Begin the copy at the line containing "the chair leg" and end it at the final line of the material below, reproducing each line exactly, without images.

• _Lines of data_
● ● ● ● ●

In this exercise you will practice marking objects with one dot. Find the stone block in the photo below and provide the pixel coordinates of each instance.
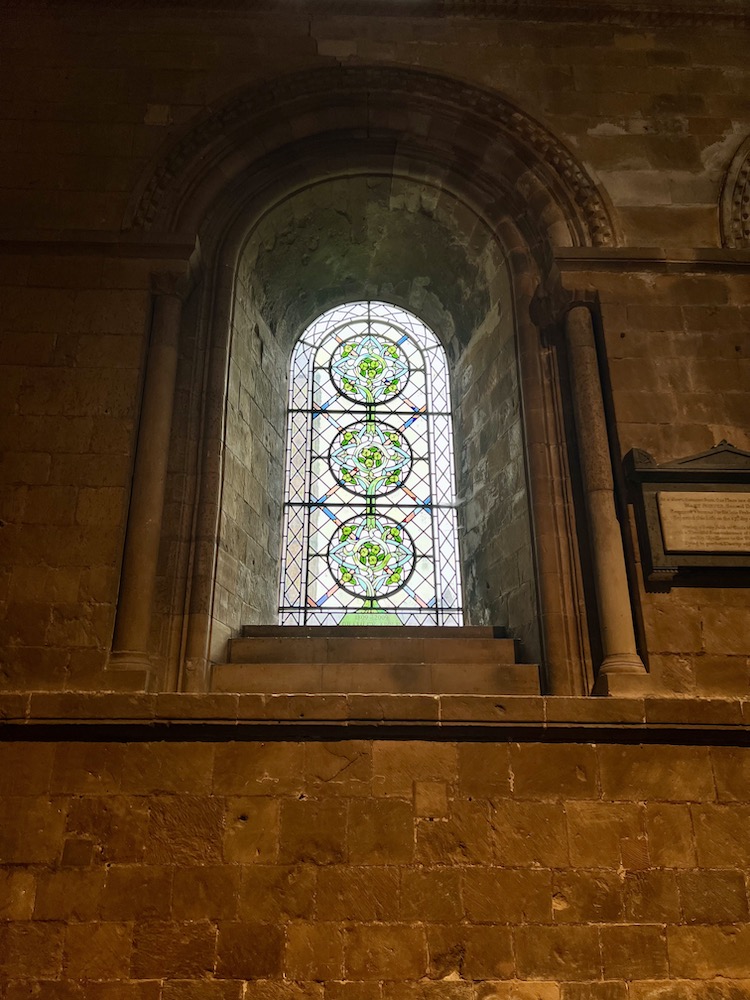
(314, 951)
(517, 990)
(430, 895)
(31, 950)
(268, 990)
(670, 835)
(341, 768)
(171, 950)
(385, 951)
(557, 953)
(581, 896)
(184, 830)
(87, 767)
(25, 769)
(430, 799)
(97, 951)
(206, 893)
(595, 991)
(154, 768)
(651, 896)
(251, 830)
(709, 952)
(31, 830)
(732, 773)
(380, 832)
(271, 893)
(656, 772)
(259, 769)
(507, 895)
(543, 771)
(249, 951)
(722, 835)
(466, 952)
(202, 989)
(529, 833)
(116, 825)
(397, 765)
(484, 769)
(465, 837)
(601, 832)
(72, 894)
(713, 897)
(17, 890)
(352, 991)
(634, 952)
(313, 830)
(357, 894)
(137, 892)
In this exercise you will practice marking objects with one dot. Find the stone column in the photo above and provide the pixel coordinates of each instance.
(622, 670)
(130, 645)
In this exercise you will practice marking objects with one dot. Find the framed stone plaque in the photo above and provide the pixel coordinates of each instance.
(692, 513)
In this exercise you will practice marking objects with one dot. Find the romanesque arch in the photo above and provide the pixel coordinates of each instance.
(325, 185)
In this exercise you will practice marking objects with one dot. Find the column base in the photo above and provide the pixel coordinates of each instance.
(622, 675)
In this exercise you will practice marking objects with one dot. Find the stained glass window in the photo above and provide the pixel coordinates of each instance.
(370, 508)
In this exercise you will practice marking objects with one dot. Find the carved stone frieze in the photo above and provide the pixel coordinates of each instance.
(735, 200)
(387, 88)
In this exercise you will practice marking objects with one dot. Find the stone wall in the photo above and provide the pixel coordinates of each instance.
(374, 870)
(655, 114)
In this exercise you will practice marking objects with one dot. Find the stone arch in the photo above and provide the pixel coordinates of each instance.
(735, 200)
(493, 183)
(461, 127)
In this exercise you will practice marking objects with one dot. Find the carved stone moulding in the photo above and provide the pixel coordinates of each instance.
(365, 96)
(636, 13)
(735, 200)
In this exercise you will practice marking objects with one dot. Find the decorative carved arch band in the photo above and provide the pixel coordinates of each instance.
(460, 126)
(735, 200)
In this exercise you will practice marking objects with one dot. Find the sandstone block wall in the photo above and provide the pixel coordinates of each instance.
(385, 870)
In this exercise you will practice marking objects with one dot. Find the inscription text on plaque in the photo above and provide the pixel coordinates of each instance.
(704, 521)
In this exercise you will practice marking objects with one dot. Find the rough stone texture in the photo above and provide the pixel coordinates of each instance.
(655, 116)
(604, 857)
(530, 893)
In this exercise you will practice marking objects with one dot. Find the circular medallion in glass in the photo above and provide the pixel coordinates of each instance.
(371, 556)
(369, 369)
(370, 458)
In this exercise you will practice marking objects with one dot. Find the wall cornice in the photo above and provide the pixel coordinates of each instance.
(114, 716)
(647, 13)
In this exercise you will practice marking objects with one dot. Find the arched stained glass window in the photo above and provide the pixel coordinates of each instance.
(370, 508)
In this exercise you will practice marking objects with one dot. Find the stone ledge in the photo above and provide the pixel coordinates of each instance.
(226, 713)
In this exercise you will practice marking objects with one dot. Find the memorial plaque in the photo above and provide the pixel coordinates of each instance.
(705, 521)
(693, 515)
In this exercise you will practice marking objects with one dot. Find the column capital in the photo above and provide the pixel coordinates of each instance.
(174, 283)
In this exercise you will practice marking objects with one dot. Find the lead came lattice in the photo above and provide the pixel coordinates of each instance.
(370, 520)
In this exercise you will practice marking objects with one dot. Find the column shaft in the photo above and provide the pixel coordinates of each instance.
(140, 557)
(610, 578)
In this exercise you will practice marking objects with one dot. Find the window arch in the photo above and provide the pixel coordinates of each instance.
(370, 528)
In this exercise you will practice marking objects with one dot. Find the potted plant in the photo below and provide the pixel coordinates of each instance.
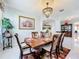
(6, 24)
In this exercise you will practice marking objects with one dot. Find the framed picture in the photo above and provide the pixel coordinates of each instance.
(26, 23)
(46, 25)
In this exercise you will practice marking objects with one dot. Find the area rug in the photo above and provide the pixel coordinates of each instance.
(45, 55)
(62, 54)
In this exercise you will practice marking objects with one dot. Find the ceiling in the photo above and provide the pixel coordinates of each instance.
(38, 5)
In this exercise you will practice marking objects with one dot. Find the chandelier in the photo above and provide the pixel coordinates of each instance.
(2, 4)
(47, 11)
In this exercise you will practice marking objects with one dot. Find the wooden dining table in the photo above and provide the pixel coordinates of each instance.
(37, 42)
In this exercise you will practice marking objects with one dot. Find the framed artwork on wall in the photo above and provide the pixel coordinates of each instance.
(26, 23)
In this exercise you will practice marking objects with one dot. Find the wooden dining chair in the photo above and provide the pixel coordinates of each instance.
(53, 48)
(23, 51)
(61, 42)
(35, 35)
(42, 34)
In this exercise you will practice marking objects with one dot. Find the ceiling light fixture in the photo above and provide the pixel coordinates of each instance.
(47, 11)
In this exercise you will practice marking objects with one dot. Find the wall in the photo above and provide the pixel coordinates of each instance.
(13, 15)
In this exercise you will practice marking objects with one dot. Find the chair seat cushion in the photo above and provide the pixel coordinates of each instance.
(24, 45)
(27, 51)
(48, 47)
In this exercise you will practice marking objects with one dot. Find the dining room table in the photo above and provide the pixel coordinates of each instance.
(37, 42)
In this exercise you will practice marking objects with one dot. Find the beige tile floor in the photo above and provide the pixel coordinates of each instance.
(13, 53)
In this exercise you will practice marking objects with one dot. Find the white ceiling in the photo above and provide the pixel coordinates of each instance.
(38, 5)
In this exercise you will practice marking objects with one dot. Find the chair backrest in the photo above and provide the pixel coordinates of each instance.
(18, 42)
(55, 41)
(42, 34)
(62, 39)
(35, 35)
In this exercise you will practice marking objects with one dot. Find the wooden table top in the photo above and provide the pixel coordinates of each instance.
(32, 42)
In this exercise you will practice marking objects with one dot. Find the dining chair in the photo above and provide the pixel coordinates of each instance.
(61, 42)
(53, 48)
(42, 34)
(23, 51)
(35, 35)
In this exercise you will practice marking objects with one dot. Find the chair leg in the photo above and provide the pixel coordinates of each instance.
(50, 55)
(21, 56)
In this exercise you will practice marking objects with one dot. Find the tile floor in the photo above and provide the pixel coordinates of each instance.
(73, 44)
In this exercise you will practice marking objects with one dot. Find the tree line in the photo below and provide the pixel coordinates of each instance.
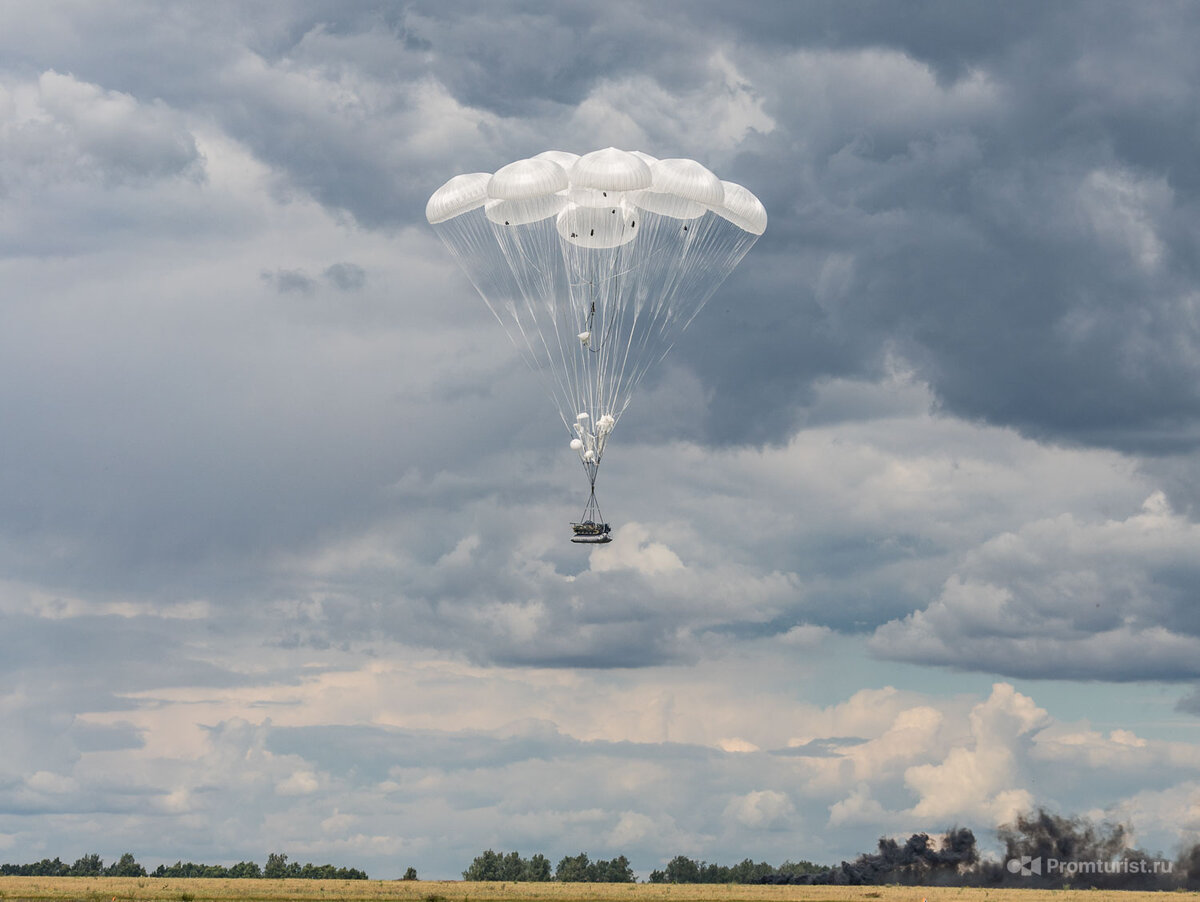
(276, 867)
(511, 867)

● ● ● ● ●

• _EXERCISE OUTPUT_
In this exercise you will practice marking objects with one dot. Find the chair leg in the photo above and provide the pixel coordinates of each instance.
(50, 55)
(21, 56)
In this exercise you will practice marking objects with one dot. Find the tile floor in the photo above and provide the pixel coordinates of each instance.
(73, 44)
In this exercise you will practice marking objects with one dot. Find the tree line in the photo below and provide the pixel coordinates of each instance.
(276, 867)
(511, 867)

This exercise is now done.